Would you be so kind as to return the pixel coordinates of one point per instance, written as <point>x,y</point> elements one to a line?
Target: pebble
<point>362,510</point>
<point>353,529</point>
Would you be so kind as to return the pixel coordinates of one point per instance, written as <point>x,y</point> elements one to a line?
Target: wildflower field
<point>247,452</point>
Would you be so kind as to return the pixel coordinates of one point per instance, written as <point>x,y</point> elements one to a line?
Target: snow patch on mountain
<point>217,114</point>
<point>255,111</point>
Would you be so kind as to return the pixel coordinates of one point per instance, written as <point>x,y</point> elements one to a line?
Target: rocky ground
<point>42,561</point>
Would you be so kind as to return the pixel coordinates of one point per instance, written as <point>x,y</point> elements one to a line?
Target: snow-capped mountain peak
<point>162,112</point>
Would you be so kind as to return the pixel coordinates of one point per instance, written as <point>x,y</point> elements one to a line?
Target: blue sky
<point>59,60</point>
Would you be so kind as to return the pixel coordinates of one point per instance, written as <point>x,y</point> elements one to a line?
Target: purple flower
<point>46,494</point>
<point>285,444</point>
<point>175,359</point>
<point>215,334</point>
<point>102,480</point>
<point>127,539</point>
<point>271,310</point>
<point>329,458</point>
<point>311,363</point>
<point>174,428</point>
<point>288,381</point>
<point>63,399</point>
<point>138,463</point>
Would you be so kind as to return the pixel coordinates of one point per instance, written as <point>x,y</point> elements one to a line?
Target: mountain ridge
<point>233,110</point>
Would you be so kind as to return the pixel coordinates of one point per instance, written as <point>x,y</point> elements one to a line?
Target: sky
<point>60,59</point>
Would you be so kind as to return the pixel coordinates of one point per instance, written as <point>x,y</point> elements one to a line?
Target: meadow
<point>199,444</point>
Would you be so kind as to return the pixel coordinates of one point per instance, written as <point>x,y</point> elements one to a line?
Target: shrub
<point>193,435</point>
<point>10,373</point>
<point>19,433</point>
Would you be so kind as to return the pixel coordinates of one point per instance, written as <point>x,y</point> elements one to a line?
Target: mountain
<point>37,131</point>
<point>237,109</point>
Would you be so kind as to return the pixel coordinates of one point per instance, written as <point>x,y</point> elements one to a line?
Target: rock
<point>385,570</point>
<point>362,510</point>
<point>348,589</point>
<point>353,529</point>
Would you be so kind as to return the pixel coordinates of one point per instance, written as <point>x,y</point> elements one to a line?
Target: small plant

:::::

Copy the data above line for line, without altering anything.

Would you be so kind as to return the pixel coordinates of one point per instance, written as <point>x,y</point> elements one to a line?
Target: pebble
<point>362,510</point>
<point>353,529</point>
Would you be so kind as to return the pixel coordinates of one point per instance, written as <point>x,y</point> elements one to a line?
Target: wildflower field
<point>247,452</point>
Would you be so kind as to return the pixel coordinates of one point per instance, written as <point>x,y</point> elements one to a line?
Target: snow patch on mountain
<point>217,114</point>
<point>255,111</point>
Would you be so kind as to return the pixel coordinates of one point per instance, written as <point>x,y</point> elements one to a line?
Target: rocky ground
<point>42,561</point>
Would you be so kind as to return the pixel coordinates of one point per instance, written as <point>x,y</point> elements one to a line?
Target: snow-capped mountain peak
<point>162,112</point>
Would you be so kind as to return the pixel coordinates of one point per instance, written as <point>x,y</point> elements one to a line?
Target: blue sky
<point>59,60</point>
Would you be so kind as to return the pixel coordinates of one point per instance, written as <point>x,y</point> elements one to a line?
Target: purple flower
<point>46,494</point>
<point>285,444</point>
<point>175,359</point>
<point>215,334</point>
<point>102,480</point>
<point>127,539</point>
<point>271,310</point>
<point>329,458</point>
<point>311,363</point>
<point>174,428</point>
<point>288,381</point>
<point>63,399</point>
<point>138,463</point>
Would you be so kind as to return the pixel coordinates of one point per instance, written as <point>x,y</point> elements one to a line?
Target: mountain ridge
<point>233,110</point>
Would you be so kind as to return the pixel coordinates of one point per instance, written as <point>x,y</point> elements one to a line?
Target: sky
<point>60,59</point>
Would you be so kind as to return the pixel coordinates of one point per instance, written as <point>x,y</point> elements one to a line?
Target: meadow
<point>199,444</point>
Would you be so kind as to return the pixel coordinates of one point per instance, written as <point>x,y</point> elements one to a line?
Target: shrub
<point>193,435</point>
<point>10,373</point>
<point>19,433</point>
Would you be so kind as to return the pixel coordinates of one point per instance, written as <point>x,y</point> elements one to a line?
Target: mountain
<point>37,131</point>
<point>237,109</point>
Would you be so kind as to return the pixel coordinates of one point per instance, written as <point>x,y</point> elements one to a line?
Target: rock
<point>385,570</point>
<point>362,510</point>
<point>348,589</point>
<point>353,529</point>
Would you be so kind as to return the pixel coordinates of one point per instance, written as <point>x,y</point> elements one to a line?
Target: small plant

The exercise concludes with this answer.